Stored data entries:
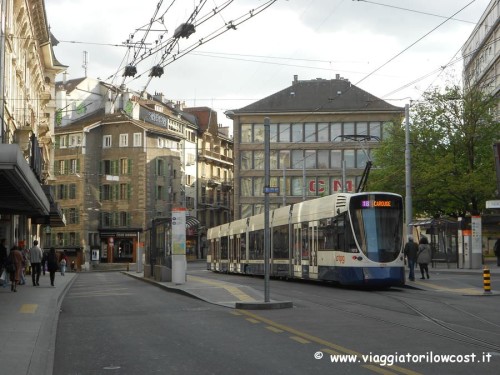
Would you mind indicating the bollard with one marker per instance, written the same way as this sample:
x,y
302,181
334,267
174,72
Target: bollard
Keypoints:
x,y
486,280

Aim of the exercise -> Nothing but a number is expected: the tally of lines in the records that include the word "bollard".

Exercise answer -> 2